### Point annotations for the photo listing

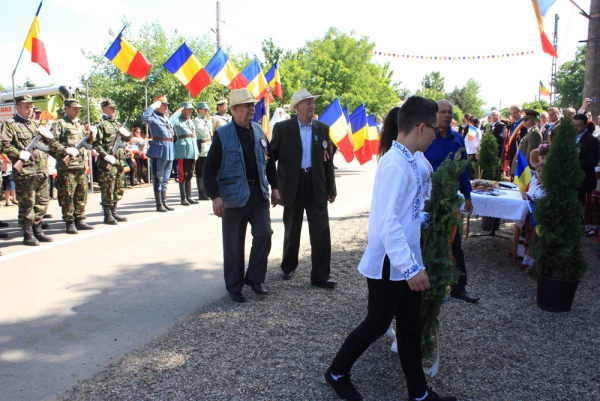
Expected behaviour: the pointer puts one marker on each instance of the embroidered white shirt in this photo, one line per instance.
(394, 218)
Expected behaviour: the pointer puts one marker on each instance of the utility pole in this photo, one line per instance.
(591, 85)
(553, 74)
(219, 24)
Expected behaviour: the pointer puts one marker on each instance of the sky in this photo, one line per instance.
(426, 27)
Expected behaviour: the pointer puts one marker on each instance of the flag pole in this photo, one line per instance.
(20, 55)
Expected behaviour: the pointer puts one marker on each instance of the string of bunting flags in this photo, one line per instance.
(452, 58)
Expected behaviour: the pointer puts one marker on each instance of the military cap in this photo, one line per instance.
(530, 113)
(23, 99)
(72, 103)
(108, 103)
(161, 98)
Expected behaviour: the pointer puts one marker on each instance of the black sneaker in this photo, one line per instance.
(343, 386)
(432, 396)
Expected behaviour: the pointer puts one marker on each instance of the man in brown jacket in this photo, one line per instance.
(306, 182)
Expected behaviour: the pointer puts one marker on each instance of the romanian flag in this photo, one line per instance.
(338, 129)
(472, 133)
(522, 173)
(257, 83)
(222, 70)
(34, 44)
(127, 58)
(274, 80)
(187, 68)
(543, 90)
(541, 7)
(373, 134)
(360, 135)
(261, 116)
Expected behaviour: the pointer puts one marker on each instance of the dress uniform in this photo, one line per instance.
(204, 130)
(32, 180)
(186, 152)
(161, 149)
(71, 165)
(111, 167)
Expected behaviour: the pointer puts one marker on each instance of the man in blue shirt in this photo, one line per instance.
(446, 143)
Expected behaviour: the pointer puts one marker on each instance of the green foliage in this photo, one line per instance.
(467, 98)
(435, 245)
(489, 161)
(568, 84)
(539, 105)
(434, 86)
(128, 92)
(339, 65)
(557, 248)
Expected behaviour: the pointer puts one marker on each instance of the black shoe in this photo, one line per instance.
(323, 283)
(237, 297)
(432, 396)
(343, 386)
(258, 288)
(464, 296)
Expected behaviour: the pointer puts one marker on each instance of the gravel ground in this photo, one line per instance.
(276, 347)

### Required work
Copy the lines of the listing word for word, starting at the line holding "of the utility" and continuing through the end of the listing, both ends included.

### Reply
Expected behaviour: the pointer puts one marker on each instance of the utility pole in this photo, one line per instance.
(591, 85)
(553, 74)
(219, 24)
Expected behaviour: the pointer puts one marker on each instance of the sky in this photo, one line per instance.
(426, 27)
Expected behaviour: the pointer puts one marker on each instance of the flag pole in this photo, one line per instance.
(20, 55)
Expected behaviour: the pointer puts one marker on each instance of the string of bunting flags in this photo, one line per instance.
(452, 58)
Expected behaviour: the pointer puts one marker on each instance of the military cap in this photo, one line per instance.
(530, 113)
(23, 99)
(72, 103)
(108, 103)
(161, 98)
Expected behaviour: the pointer puts one marker on each instance of the black sneaker in this photo, one line per instance.
(343, 386)
(432, 396)
Expected behaviour: the pointer puts one marker on each instance of the man in brown jacket in this photo, one line per instance.
(306, 182)
Expected behaviour: the pointer puts one marker on each instance of the romanian flag in this photo, one line per instance.
(338, 129)
(472, 133)
(522, 173)
(257, 83)
(222, 70)
(34, 44)
(127, 58)
(274, 80)
(187, 68)
(543, 90)
(541, 7)
(373, 134)
(360, 135)
(261, 116)
Expected behaviour: the pointer puts one marker on each instance of the dress uniform in this photo, one line per instance.
(204, 130)
(32, 180)
(186, 152)
(161, 149)
(71, 165)
(111, 167)
Expected behaviour: the pointer puts one marker on each instance of the man in blue shirt in this photo, one line per instance.
(446, 143)
Expected behaviour: the pointer puts one marker on each instance of the green foliage in this photo, one line per instance.
(467, 98)
(435, 245)
(489, 161)
(568, 84)
(539, 105)
(434, 86)
(128, 92)
(339, 65)
(557, 248)
Expected behaviour: the pointer puts one marker on each instance of the black shoe in this photo, one line per instance.
(323, 283)
(237, 297)
(432, 396)
(343, 386)
(258, 288)
(464, 296)
Expected behaviour: the pointer puts one marker on each instance of the gravel ground in this photo, one line per instance.
(276, 347)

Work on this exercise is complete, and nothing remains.